Excerpted text ▸
* * *

WWF Aggression is a soundtrack album by WWE (then known as the World Wrestling Federation, or WWF). Released on March 21, 2000 by Priority Records, it features entrance music of WWE wrestlers re-recorded by various hip hop artists and groups. The album was a commercial success, charting at number eight on the US Billboard 200.

Composition
Stephen Thomas Erlewine of music website AllMusic categorised WWF Aggression in hip hop genres such as hardcore hip hop and gangsta rap, describing it as "straight-ahead hardcore rap, targeted at WWF's audience." Six of the album's 13 tracks were produced by Binky of West Coast hip hop duo Allfrumtha I, with other producers including Jam Master Jay and Rockwilder.

* * *

Data extract ▸
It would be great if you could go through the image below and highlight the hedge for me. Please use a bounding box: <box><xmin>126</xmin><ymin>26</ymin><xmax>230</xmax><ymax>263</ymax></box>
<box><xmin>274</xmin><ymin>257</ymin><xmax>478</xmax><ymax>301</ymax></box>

* * *

Jobs ▸
1. In the WWF Aggression article, what position did the album reach on the US Billboard 200?
2. From the WWF Aggression article, transcribe the passage from "WWF Aggression is" up to and including "Jay and Rockwilder.".
3. Pick up the WWF Aggression article after its final sentence and keep writing.

Exercise answers ▸
1. Number eight.

2.
WWF Aggression is a soundtrack album by WWE (then known as the World Wrestling Federation, or WWF). Released on March 21, 2000 by Priority Records, it features entrance music of WWE wrestlers re-recorded by various hip hop artists and groups. The album was a commercial success, charting at number eight on the US Billboard 200.

Composition
Stephen Thomas Erlewine of music website AllMusic categorised WWF Aggression in hip hop genres such as hardcore hip hop and gangsta rap, describing it as "straight-ahead hardcore rap, targeted at WWF's audience." Six of the album's 13 tracks were produced by Binky of West Coast hip hop duo Allfrumtha I, with other producers including Jam Master Jay and Rockwilder.

3.
Reception

Commercial
WWF Aggression was a commercial success. In the US, the album reached number eight on the US Billboard 200 and number ten on the Top R&B/Hip-Hop Albums chart; in Canada, it reached number six on the Canadian Albums Chart. It was certified gold by the Recording Industry Association of America, indicating sales of over 500,000 units, and was also certified gold by Music Canada and silver by the British Phonographic Industry.

Critical
Music website AllMusic awarded the album three out of five stars. Writer Stephen Thomas Erlewine proposed that "since [the album] is targeted at [WWF's] male adolescent audience, it's just thuggish without being particularly inventive." He highlighted the track "Wreck" by Kool Keith and Ol' Dirty Bastard, but also claimed that it "doesn't really live up to expectations." Describing the material as "blunt hip-hop that isn't as brutal as it appears," Erlewine concluded that the album "will only be of interest to wrestling fans, not to hip-hop fanatics."

Track listing

Personnel

Binky – production (tracks 4–6, 8, 9, 11 and 12)
Greg Danylyshyn – production (tracks 1, 2 and 7)
Rashad Coes – co-production (tracks 1, 7)
Jam Master Jay – production (track 1)
Kool Keith – production (track 2)
Rockwilder – production (track 3)
R.A. the Rugged Man – co-production (track 8)
Mark "Boogie" Brown – production (track 10)
Dame Grease – production (track 13)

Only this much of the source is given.